→ Excerpted passage:
◇ ◇ ◇ ◇ ◇ ◇ ◇

The BBC and "The Jews" - Walter Russell Mead (American Interest)

  • On last week's BBC HARDtalk program, the host's opening line was: "American Presidents have long been criticized for being too in thrall to the Jewish lobby. The American Jews influence U.S. foreign policy and that explains Washington's unwavering support for Israel." This vicious garbage isn't "sort of" or "almost" anti-Semitic; it is the real thing: vivid, unapologetic, odious and wrong.
  • To speak of "the Jews" in the aggregate, as though they form a monolithic super-entity with a single view and agenda, is exactly the kind of thinking that gutter anti-Semitism embraces in every age. To talk of an all-powerful "Jewish lobby" which controls American foreign policy is to embrace the paranoid fantasies of the infamous Protocols of the Elders of Zion. Facts live in one place and narratives live in another; there is no need for them ever to meet when you are broadcasting for the BBC.

◇ ◇ ◇ ◇ ◇ ◇ ◇

→ Entries shown:
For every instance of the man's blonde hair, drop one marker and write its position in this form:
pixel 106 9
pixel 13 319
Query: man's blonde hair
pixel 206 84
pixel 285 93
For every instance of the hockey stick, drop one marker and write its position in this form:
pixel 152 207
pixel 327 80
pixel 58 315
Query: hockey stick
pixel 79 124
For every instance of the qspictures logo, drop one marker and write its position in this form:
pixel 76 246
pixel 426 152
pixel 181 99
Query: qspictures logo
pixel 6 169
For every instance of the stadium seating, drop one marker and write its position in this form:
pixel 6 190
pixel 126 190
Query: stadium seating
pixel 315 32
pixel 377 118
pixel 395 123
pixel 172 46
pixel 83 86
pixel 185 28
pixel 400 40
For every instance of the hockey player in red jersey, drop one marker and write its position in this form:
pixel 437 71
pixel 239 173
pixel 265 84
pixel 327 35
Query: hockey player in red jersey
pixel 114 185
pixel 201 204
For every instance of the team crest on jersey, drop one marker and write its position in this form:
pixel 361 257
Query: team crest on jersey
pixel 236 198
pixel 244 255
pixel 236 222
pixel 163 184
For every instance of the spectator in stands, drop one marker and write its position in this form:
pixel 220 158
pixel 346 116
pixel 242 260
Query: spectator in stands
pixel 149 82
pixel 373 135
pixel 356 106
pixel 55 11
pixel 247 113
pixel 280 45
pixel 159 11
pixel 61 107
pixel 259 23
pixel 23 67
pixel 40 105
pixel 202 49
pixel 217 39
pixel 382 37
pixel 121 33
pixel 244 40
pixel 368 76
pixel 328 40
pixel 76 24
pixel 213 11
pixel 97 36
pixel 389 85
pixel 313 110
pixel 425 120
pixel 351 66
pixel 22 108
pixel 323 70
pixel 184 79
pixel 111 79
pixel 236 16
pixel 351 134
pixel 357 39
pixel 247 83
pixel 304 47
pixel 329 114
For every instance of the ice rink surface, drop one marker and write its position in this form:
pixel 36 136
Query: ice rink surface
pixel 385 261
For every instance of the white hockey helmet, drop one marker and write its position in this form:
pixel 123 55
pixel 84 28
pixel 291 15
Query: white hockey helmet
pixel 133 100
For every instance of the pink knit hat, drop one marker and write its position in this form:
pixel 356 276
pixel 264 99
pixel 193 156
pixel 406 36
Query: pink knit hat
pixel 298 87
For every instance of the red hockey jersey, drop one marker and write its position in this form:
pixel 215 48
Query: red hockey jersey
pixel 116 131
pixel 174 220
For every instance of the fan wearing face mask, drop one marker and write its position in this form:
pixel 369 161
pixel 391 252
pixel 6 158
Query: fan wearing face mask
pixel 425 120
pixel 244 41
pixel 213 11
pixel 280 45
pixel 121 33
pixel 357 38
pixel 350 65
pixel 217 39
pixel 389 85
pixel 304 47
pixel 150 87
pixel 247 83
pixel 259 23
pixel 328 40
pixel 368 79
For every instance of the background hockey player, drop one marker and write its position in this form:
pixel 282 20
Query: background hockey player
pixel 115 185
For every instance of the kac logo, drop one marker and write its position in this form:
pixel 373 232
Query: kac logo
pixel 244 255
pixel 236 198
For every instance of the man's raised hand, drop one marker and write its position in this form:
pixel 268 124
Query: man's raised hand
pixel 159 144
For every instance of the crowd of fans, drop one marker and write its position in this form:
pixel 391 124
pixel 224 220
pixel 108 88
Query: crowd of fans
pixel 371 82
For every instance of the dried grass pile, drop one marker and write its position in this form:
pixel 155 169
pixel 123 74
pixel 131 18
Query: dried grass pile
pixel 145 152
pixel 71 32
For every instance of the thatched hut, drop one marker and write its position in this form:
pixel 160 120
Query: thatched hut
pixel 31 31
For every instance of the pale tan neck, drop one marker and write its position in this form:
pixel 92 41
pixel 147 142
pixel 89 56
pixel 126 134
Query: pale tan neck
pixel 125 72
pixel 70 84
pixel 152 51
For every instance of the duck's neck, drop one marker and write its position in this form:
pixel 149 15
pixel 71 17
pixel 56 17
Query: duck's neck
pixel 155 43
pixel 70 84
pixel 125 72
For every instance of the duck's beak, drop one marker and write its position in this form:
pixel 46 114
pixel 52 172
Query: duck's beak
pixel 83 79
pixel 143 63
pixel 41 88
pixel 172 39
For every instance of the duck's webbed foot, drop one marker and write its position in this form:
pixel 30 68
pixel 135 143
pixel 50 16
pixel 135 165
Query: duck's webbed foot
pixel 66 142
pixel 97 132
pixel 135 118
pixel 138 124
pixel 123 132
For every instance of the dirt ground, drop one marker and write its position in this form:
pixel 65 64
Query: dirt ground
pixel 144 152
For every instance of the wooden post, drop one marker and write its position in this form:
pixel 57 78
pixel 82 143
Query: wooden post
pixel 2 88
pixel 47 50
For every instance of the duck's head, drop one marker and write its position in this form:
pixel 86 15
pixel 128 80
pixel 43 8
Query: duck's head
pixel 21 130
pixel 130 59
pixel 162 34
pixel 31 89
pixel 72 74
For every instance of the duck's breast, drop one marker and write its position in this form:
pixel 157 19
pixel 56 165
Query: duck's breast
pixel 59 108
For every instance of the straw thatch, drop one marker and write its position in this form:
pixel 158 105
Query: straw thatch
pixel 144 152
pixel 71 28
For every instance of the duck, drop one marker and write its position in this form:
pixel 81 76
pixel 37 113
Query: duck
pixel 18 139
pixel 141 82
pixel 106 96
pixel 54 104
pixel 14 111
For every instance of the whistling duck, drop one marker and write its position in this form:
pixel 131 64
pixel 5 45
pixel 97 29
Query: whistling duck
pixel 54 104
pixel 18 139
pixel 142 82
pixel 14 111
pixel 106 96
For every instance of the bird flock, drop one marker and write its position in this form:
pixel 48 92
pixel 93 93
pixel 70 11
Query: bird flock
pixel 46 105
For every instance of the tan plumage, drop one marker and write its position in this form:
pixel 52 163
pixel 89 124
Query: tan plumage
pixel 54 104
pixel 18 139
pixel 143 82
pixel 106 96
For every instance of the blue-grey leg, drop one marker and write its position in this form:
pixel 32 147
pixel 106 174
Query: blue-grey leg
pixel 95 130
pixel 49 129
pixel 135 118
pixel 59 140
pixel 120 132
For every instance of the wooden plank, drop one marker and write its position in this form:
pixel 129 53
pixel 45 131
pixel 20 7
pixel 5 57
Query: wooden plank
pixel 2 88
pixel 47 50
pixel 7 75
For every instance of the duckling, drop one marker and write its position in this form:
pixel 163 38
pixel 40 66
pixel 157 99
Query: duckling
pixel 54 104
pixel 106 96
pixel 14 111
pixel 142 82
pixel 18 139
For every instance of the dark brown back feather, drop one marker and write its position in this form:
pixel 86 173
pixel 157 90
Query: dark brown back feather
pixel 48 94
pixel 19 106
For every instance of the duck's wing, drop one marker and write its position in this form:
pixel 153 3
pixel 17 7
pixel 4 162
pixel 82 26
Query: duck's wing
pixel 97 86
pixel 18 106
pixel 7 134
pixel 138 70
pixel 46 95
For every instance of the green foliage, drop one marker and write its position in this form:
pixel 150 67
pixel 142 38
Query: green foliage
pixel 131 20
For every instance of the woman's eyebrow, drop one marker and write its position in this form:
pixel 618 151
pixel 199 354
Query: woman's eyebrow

◇ ◇ ◇ ◇ ◇ ◇ ◇

→ Exercise instructions:
(a) Decide whether each statement agrees with the passage on the BBC HARDtalk program. Answer yes or no for each and quote the words of the passage that decide it.
(i) The host's opening line said that American Jews influence U.S. foreign policy.
(ii) The passage describes the host's remark as "almost" anti-Semitic.
(iii) The passage connects talk of an all-powerful "Jewish lobby" with the Protocols of the Elders of Zion.
(b) Rewrite the paragraph of the passage on the BBC HARDtalk program that begins "To speak of "the Jews" in the aggregate" as a short list that keeps its main points.
(c) Continue the passage on the BBC HARDtalk program, starting after its final sentence.
The material above is separate from the passage on the BBC HARDtalk program.

→ Outputs by task:
(a)
(i) Yes: "The American Jews influence U.S. foreign policy and that explains Washington's unwavering support for Israel."
(ii) No: "This vicious garbage isn't "sort of" or "almost" anti-Semitic; it is the real thing"
(iii) Yes: "To talk of an all-powerful "Jewish lobby" which controls American foreign policy is to embrace the paranoid fantasies of the infamous Protocols of the Elders of Zion."

(b)
- Speaking of "the Jews" as a single bloc with one view and agenda is the thinking of gutter anti-Semitism in every age.
- Talk of an all-powerful "Jewish lobby" controlling American foreign policy embraces the paranoid fantasies of the Protocols of the Elders of Zion.
- When broadcasting for the BBC, facts and narratives never need to meet.

(c)
  • When these dangerous assumptions about Jews are allowed to fester, they soon create an atmosphere which is dangerous for Jews and where violence against them becomes increasingly commonplace - as we are seeing today across Europe. If evils aren't fought, they will grow.
  • Jew hatred isn't more stupid or more wicked than other forms of racial and religious hatred. But Jew hatred is more disempowering and self-defeating than most other kinds of hate because it involves not only negative emotions about a group of people but a deeply false set of ideas about how the world works. Anti-Semitism is not just a moral obscenity; it is the road to intellectual and political ruin.